##### Excerpted text #####
This article was published 19/12/2018 (759 days ago), so information in it may no longer be current.
Somehow, we are approaching the end of the year already, which means it is time for our annual collection of best-of-2018 lists, and today, we are kicking things off with my picks for top albums.
In my ongoing attempt to continue to present this list in a new way each year, I’ve decided to forego the usual hair-pulling and gnashing of teeth that usually accompanies the narrowing-down process and just tell you what I’ve been listening to all year.
Literally hundreds of new records float into my inbox each year; between my work as the main music reporter at the Free Press and the overwhelming amount of album suggestions that get hurled my way from fellow Polaris Music Prize jurors from across the country, my listening schedule is slammed.
But, there are a few albums that stood out from the pack, albums that became a comfort and a palate cleanser when the inundation of new tunes became too much to handle.
#####
● Your tasks
1. In the article about the best albums of 2018, what job does the writer hold at the Free Press?
2. List every date or number written in numerals in the best-albums article.
3. Carry the article on the writer's top albums of 2018 forward from its final sentence.
##### Supplied information #####
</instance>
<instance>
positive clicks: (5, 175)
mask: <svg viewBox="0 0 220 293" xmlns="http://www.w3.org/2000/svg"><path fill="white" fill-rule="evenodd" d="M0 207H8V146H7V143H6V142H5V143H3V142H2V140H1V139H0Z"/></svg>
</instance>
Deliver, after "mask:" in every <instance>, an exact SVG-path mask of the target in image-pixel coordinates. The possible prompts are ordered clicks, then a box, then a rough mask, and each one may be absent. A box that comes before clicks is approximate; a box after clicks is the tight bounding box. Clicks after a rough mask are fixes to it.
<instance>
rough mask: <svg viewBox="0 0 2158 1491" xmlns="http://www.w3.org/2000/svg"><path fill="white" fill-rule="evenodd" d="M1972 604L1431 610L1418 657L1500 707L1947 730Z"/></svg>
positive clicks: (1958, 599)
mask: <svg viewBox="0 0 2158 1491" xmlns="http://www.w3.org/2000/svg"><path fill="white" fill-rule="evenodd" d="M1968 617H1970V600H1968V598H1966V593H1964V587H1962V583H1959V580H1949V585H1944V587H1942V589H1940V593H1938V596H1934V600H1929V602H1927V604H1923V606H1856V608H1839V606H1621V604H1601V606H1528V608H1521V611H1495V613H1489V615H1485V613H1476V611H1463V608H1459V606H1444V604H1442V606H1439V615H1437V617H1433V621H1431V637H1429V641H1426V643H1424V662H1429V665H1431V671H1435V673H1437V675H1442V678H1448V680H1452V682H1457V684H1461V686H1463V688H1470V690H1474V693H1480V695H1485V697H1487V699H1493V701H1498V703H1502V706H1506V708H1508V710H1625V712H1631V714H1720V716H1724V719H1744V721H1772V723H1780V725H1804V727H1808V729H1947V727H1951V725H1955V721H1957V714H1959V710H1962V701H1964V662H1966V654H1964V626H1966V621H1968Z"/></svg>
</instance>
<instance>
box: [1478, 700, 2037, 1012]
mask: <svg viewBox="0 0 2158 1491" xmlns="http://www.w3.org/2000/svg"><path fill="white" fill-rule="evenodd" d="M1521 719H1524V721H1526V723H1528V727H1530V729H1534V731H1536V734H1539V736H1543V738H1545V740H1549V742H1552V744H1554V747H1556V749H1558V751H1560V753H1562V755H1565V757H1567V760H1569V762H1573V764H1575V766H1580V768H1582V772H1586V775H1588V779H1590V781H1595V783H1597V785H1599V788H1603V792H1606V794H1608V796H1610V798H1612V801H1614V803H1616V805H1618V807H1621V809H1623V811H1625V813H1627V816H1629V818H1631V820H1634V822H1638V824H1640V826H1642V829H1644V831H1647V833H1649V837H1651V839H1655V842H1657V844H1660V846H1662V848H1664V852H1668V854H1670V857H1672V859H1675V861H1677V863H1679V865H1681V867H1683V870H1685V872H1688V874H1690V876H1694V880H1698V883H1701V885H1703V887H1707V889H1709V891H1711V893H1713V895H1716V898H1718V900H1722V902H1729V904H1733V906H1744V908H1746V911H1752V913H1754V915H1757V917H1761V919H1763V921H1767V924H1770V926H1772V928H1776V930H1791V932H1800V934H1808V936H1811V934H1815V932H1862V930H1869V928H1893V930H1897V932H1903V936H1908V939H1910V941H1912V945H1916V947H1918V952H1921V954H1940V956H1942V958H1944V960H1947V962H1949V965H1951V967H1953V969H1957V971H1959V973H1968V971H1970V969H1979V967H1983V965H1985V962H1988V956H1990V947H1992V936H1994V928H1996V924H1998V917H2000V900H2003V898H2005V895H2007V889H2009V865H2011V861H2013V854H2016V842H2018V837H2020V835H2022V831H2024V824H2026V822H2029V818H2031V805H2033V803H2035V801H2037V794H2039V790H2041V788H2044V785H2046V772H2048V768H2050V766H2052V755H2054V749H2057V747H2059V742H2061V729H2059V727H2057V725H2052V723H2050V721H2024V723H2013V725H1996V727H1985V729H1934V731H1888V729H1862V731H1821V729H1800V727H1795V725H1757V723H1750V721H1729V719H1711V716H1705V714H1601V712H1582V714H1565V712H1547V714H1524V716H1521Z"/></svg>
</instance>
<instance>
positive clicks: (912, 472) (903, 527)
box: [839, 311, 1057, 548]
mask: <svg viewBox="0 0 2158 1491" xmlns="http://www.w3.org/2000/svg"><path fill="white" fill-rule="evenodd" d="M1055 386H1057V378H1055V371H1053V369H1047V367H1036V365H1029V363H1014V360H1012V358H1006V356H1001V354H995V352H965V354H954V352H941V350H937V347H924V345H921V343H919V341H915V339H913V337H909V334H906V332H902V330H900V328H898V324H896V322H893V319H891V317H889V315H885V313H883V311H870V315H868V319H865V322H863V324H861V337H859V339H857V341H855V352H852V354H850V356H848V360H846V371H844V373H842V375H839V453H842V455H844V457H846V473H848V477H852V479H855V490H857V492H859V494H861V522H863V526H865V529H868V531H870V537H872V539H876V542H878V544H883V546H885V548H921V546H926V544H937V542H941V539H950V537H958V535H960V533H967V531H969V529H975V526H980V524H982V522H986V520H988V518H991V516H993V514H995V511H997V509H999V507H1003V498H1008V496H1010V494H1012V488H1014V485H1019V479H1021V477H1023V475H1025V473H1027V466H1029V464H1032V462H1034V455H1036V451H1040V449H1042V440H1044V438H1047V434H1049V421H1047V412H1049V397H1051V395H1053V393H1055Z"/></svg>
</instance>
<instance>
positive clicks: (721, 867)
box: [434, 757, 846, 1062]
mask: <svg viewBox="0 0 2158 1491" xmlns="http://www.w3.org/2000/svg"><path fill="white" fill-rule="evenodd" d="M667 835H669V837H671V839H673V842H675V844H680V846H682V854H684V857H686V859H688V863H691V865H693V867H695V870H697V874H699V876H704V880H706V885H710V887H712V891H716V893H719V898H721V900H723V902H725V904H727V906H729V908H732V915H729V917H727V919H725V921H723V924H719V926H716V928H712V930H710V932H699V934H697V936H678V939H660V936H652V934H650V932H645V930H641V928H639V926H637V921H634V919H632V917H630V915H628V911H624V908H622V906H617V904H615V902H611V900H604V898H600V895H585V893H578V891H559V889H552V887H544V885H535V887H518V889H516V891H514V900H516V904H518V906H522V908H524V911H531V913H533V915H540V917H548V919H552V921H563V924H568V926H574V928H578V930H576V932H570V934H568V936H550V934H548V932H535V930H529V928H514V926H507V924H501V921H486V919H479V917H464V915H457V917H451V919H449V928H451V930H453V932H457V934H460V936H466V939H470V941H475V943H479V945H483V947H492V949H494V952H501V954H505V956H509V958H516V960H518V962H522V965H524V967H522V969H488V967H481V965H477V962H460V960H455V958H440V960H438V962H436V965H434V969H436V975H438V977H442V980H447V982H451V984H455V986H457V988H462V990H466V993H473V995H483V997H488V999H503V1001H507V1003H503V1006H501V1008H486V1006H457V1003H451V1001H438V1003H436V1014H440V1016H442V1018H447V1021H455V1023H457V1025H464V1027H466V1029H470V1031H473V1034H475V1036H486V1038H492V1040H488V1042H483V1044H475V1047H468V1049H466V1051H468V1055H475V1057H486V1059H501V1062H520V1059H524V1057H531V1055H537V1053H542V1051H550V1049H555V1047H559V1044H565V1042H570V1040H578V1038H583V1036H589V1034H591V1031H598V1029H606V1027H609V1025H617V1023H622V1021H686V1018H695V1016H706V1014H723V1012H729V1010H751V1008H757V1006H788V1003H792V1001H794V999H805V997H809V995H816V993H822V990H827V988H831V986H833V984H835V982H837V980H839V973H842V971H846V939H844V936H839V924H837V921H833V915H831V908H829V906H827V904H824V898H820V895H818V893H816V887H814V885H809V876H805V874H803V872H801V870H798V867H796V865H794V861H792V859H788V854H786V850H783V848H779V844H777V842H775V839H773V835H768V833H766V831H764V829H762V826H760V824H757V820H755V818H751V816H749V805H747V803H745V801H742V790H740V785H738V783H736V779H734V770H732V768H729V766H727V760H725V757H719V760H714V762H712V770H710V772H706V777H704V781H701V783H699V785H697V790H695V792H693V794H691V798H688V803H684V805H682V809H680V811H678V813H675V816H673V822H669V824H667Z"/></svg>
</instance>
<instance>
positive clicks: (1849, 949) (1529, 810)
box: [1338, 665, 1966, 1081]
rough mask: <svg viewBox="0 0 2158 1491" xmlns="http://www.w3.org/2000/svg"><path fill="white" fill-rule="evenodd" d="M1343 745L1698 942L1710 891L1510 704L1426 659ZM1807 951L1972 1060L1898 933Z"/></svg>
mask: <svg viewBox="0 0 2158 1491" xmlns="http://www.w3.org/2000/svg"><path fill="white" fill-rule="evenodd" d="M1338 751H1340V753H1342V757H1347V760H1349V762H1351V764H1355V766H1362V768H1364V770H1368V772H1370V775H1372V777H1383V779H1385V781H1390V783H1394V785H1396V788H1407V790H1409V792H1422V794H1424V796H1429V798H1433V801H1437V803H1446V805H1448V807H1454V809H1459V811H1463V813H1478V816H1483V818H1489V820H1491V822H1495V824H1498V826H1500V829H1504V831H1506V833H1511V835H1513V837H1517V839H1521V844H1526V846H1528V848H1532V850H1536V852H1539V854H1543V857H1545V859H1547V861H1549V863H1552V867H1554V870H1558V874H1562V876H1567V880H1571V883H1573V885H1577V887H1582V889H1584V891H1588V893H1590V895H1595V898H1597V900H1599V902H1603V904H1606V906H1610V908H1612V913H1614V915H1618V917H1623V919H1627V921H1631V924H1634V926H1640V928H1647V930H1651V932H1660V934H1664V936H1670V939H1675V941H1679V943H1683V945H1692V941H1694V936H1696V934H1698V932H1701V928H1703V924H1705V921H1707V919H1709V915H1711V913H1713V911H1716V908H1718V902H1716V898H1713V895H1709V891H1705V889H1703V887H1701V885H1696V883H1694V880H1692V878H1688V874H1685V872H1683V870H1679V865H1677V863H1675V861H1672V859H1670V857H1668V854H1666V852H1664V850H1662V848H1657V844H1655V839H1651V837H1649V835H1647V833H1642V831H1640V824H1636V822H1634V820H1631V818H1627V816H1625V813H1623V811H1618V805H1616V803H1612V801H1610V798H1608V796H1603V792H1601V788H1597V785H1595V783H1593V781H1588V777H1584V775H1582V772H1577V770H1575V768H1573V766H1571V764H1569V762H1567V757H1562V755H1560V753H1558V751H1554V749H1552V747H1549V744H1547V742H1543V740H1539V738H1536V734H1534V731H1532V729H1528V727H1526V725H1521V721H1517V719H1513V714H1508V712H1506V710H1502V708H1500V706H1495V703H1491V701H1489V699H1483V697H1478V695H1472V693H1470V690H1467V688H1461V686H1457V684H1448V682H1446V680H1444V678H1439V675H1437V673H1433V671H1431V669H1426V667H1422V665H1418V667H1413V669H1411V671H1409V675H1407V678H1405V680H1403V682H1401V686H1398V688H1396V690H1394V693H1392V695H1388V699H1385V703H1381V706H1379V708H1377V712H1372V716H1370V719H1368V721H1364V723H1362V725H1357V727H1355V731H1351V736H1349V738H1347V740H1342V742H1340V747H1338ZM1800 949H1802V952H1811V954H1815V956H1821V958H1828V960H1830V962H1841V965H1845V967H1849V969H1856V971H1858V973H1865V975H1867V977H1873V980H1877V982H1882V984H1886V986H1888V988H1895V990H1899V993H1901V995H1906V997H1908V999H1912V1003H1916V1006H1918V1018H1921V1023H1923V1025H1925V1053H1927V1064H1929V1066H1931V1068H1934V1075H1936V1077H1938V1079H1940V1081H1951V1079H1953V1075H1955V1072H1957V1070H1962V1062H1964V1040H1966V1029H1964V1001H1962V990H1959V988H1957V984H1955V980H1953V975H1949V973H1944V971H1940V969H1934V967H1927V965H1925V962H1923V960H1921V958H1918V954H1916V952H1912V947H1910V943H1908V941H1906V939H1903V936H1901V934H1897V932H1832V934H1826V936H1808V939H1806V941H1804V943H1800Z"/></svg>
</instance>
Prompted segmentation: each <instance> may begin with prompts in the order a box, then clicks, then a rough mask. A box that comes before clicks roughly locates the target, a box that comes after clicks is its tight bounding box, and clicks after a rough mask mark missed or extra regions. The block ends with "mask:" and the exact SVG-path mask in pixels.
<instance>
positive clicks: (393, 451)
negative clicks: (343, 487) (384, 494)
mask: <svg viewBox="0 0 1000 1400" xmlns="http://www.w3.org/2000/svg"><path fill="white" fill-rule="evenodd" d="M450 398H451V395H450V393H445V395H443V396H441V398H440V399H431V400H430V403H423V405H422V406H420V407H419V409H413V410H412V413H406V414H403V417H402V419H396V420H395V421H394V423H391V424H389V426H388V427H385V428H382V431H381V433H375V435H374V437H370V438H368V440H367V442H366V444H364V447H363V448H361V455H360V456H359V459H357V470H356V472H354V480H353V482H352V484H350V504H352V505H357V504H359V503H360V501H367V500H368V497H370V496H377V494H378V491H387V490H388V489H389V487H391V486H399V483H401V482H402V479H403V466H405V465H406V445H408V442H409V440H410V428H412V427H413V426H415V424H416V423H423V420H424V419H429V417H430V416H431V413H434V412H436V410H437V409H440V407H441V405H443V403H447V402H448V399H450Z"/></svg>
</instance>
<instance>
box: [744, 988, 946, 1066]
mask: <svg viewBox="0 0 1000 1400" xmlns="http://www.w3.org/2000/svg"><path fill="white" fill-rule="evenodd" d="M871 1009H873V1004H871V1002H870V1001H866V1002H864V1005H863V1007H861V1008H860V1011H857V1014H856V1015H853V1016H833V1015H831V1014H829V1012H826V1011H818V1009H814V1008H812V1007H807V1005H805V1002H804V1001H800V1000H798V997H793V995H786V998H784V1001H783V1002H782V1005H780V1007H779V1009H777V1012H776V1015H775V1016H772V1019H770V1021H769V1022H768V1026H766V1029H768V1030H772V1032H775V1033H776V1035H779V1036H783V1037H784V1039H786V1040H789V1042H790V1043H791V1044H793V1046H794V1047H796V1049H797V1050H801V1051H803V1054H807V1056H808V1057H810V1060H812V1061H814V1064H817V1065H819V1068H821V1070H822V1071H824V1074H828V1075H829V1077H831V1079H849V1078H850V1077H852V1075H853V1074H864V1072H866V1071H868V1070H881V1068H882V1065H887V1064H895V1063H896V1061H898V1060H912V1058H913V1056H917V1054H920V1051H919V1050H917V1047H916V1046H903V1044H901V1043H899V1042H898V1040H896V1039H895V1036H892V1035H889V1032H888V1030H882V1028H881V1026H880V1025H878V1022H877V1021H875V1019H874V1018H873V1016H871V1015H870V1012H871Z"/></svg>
#####
● Responses per task
1. The writer is the main music reporter at the Free Press.

2. 19/12/2018, 759, 2018

3.
Here’s a few albums, in no particular order, that have been on heavy rotation for me this year; I don’t know if they are "the best," or if Pitchfork or Rolling Stone thinks they’re cool, but I love them, and hopefully you can find a few new gems to add to your own playlists.
Wolastoqiyik Lintuwakonawa, Jeremy Dutcher
There is something undeniably special about the debut effort from New Brunswick-born, Toronto-based singer-songwriter Jeremy Dutcher.
Not only is Dutcher a stunning, classically-trained vocalist and skilled composer, his work is emotional and engaging. To create Wolastoqiyik Lintuwakonawa, Dutcher — who is of Wolastoq descent — journeyed to archives at the Canadian Museum of History and unearthed recordings of songs that had been lost to his people for more than a century.
He then took the words and melodies and added contemporary instrumentation, modernizing the works but not losing their historic essence. Dutcher won the prestigious Polaris Music Prize for this album, and it is well deserved.
Top tracks: Mehcinut, Ultestakon
Dans ma main, Jean-Michel Blais
On his sophomore full-length, Dans ma main, Montreal-based pianist Jean-Michel Blais melds the worlds of classical and electronic music, and the result is truly beautiful.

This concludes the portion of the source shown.